* TASK REQUIREMENTS:
Update the data starting at the top and ending with the line that contains "xmin=112 ymin=285 xmax=152 ymax=400", swapping "squatting" for "kneeling" and keeping everything else the same. Leave the pictures out of your answer.

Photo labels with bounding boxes

**********

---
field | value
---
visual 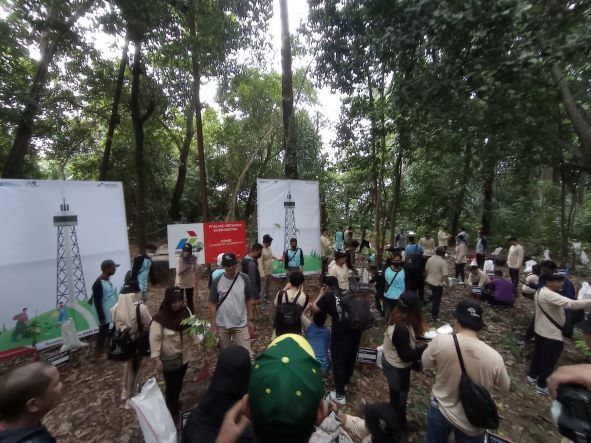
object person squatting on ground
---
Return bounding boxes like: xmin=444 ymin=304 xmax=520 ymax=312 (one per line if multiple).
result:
xmin=382 ymin=291 xmax=427 ymax=431
xmin=310 ymin=276 xmax=361 ymax=405
xmin=112 ymin=285 xmax=152 ymax=400
xmin=425 ymin=246 xmax=449 ymax=321
xmin=0 ymin=362 xmax=62 ymax=443
xmin=90 ymin=260 xmax=119 ymax=354
xmin=174 ymin=243 xmax=199 ymax=313
xmin=209 ymin=252 xmax=254 ymax=352
xmin=150 ymin=287 xmax=197 ymax=421
xmin=131 ymin=243 xmax=158 ymax=302
xmin=182 ymin=346 xmax=253 ymax=443
xmin=283 ymin=238 xmax=304 ymax=273
xmin=526 ymin=274 xmax=591 ymax=395
xmin=422 ymin=300 xmax=510 ymax=443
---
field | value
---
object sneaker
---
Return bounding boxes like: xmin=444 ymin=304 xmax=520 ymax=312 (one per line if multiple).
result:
xmin=513 ymin=337 xmax=529 ymax=348
xmin=330 ymin=391 xmax=347 ymax=405
xmin=536 ymin=384 xmax=550 ymax=395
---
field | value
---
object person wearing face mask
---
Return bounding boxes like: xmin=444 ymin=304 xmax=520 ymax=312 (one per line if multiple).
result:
xmin=90 ymin=260 xmax=119 ymax=355
xmin=131 ymin=243 xmax=157 ymax=302
xmin=150 ymin=287 xmax=196 ymax=420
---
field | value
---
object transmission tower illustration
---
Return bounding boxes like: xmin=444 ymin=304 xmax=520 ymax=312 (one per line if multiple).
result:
xmin=283 ymin=185 xmax=297 ymax=251
xmin=53 ymin=199 xmax=87 ymax=306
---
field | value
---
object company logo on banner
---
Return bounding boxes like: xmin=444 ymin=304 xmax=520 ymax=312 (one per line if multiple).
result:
xmin=168 ymin=221 xmax=247 ymax=268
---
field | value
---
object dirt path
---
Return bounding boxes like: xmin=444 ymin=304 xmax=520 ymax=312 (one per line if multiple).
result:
xmin=0 ymin=262 xmax=586 ymax=443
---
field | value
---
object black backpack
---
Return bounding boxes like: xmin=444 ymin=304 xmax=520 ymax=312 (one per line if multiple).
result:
xmin=453 ymin=334 xmax=499 ymax=429
xmin=273 ymin=288 xmax=308 ymax=335
xmin=339 ymin=291 xmax=374 ymax=331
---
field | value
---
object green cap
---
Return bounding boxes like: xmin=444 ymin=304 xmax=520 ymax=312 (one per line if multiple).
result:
xmin=248 ymin=334 xmax=324 ymax=441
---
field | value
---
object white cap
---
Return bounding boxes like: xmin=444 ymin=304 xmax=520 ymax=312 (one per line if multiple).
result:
xmin=216 ymin=252 xmax=224 ymax=266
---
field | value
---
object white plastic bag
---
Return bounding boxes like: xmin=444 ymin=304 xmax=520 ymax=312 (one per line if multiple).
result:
xmin=128 ymin=377 xmax=176 ymax=443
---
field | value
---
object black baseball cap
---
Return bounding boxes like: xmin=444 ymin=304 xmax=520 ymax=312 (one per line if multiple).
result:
xmin=454 ymin=300 xmax=484 ymax=331
xmin=222 ymin=252 xmax=238 ymax=268
xmin=101 ymin=259 xmax=119 ymax=271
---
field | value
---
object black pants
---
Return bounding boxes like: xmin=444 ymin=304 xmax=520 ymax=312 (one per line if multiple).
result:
xmin=406 ymin=269 xmax=425 ymax=302
xmin=330 ymin=330 xmax=361 ymax=395
xmin=509 ymin=268 xmax=519 ymax=288
xmin=183 ymin=288 xmax=195 ymax=314
xmin=527 ymin=334 xmax=564 ymax=388
xmin=429 ymin=284 xmax=443 ymax=319
xmin=163 ymin=363 xmax=189 ymax=420
xmin=96 ymin=323 xmax=109 ymax=353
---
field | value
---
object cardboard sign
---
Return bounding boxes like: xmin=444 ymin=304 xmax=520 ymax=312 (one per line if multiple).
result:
xmin=357 ymin=347 xmax=378 ymax=363
xmin=47 ymin=351 xmax=71 ymax=368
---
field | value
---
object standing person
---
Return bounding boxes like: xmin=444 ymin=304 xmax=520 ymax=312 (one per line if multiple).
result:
xmin=284 ymin=238 xmax=304 ymax=273
xmin=422 ymin=300 xmax=510 ymax=443
xmin=174 ymin=243 xmax=199 ymax=313
xmin=150 ymin=287 xmax=195 ymax=422
xmin=334 ymin=226 xmax=345 ymax=251
xmin=425 ymin=246 xmax=449 ymax=321
xmin=310 ymin=276 xmax=361 ymax=405
xmin=376 ymin=251 xmax=408 ymax=319
xmin=526 ymin=274 xmax=591 ymax=395
xmin=382 ymin=291 xmax=427 ymax=431
xmin=507 ymin=237 xmax=525 ymax=289
xmin=328 ymin=251 xmax=352 ymax=291
xmin=320 ymin=228 xmax=333 ymax=274
xmin=240 ymin=243 xmax=263 ymax=305
xmin=0 ymin=362 xmax=62 ymax=443
xmin=209 ymin=252 xmax=254 ymax=352
xmin=404 ymin=235 xmax=425 ymax=302
xmin=359 ymin=226 xmax=371 ymax=254
xmin=455 ymin=234 xmax=468 ymax=285
xmin=182 ymin=346 xmax=253 ymax=443
xmin=259 ymin=234 xmax=281 ymax=303
xmin=131 ymin=243 xmax=157 ymax=302
xmin=419 ymin=232 xmax=435 ymax=257
xmin=437 ymin=227 xmax=449 ymax=252
xmin=113 ymin=285 xmax=152 ymax=400
xmin=476 ymin=231 xmax=488 ymax=269
xmin=90 ymin=260 xmax=119 ymax=354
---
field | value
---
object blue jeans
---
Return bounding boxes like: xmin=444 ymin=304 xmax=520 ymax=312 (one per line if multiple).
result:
xmin=425 ymin=399 xmax=484 ymax=443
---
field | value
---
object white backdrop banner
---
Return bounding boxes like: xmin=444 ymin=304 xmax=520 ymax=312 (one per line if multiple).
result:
xmin=0 ymin=180 xmax=130 ymax=353
xmin=257 ymin=179 xmax=322 ymax=275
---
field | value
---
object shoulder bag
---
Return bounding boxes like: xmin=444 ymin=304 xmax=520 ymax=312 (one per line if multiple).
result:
xmin=452 ymin=334 xmax=499 ymax=429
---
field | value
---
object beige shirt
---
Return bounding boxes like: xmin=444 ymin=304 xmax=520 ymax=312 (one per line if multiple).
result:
xmin=425 ymin=255 xmax=449 ymax=286
xmin=437 ymin=231 xmax=448 ymax=246
xmin=534 ymin=286 xmax=591 ymax=341
xmin=456 ymin=242 xmax=468 ymax=264
xmin=258 ymin=246 xmax=276 ymax=277
xmin=419 ymin=237 xmax=435 ymax=255
xmin=320 ymin=235 xmax=332 ymax=257
xmin=422 ymin=334 xmax=510 ymax=435
xmin=150 ymin=320 xmax=197 ymax=364
xmin=507 ymin=244 xmax=525 ymax=269
xmin=468 ymin=269 xmax=490 ymax=288
xmin=328 ymin=264 xmax=351 ymax=291
xmin=174 ymin=257 xmax=199 ymax=288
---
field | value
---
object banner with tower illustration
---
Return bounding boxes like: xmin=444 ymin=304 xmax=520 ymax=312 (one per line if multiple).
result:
xmin=257 ymin=179 xmax=322 ymax=276
xmin=0 ymin=179 xmax=130 ymax=356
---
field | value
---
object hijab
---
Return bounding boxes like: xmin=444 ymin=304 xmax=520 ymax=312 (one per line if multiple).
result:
xmin=154 ymin=287 xmax=190 ymax=332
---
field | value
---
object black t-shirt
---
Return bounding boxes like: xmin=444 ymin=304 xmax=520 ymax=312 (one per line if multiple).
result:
xmin=316 ymin=289 xmax=343 ymax=332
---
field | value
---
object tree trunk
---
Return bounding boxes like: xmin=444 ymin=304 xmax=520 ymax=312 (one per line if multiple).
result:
xmin=2 ymin=31 xmax=56 ymax=178
xmin=279 ymin=0 xmax=298 ymax=178
xmin=187 ymin=1 xmax=209 ymax=222
xmin=99 ymin=36 xmax=129 ymax=181
xmin=169 ymin=102 xmax=195 ymax=221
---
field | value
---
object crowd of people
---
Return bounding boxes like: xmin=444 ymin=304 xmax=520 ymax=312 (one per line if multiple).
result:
xmin=0 ymin=226 xmax=591 ymax=443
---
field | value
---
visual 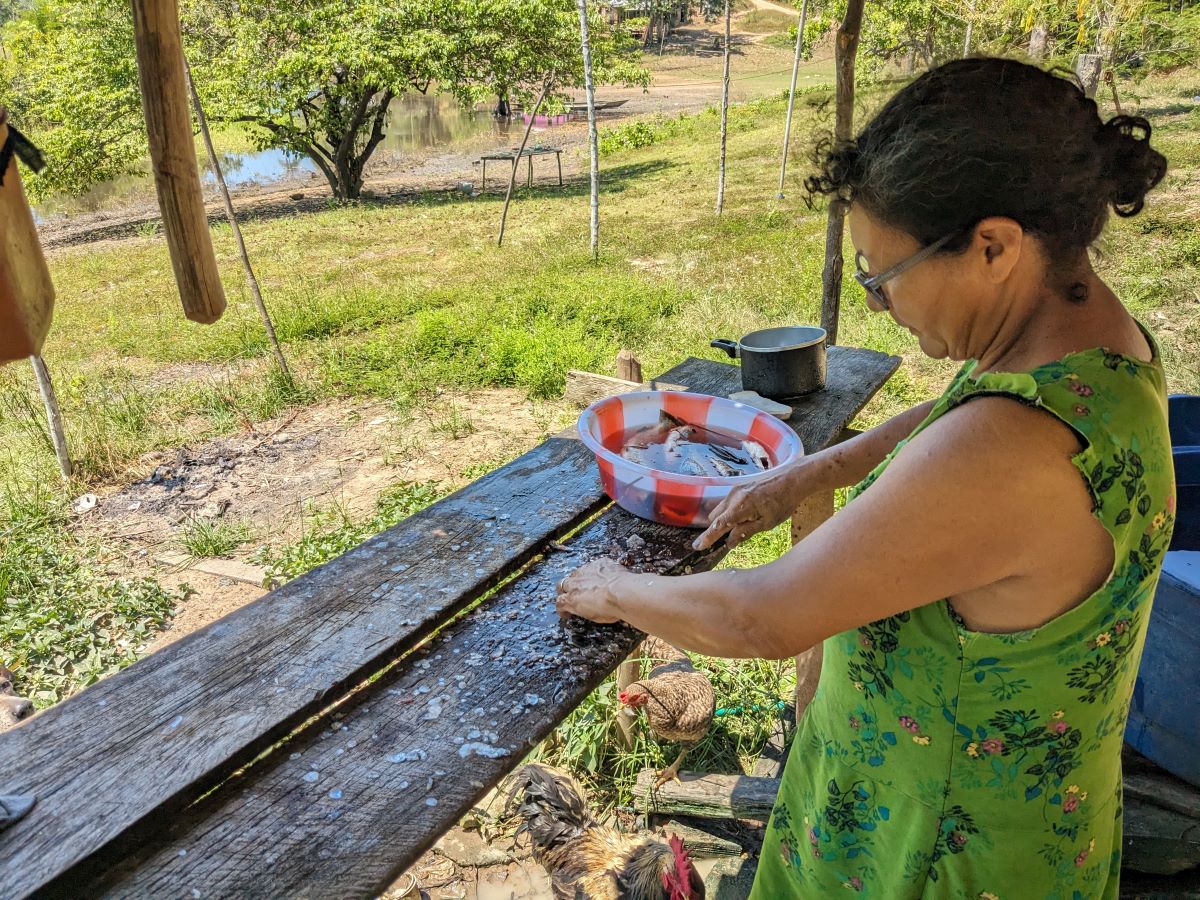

**********

* FINISHED EXERCISE:
---
field | value
---
visual 
object person kneeling on ground
---
Return bounding boxes like: xmin=444 ymin=304 xmax=520 ymax=312 (one per line if multiple).
result:
xmin=382 ymin=291 xmax=427 ymax=431
xmin=310 ymin=276 xmax=361 ymax=405
xmin=112 ymin=285 xmax=152 ymax=400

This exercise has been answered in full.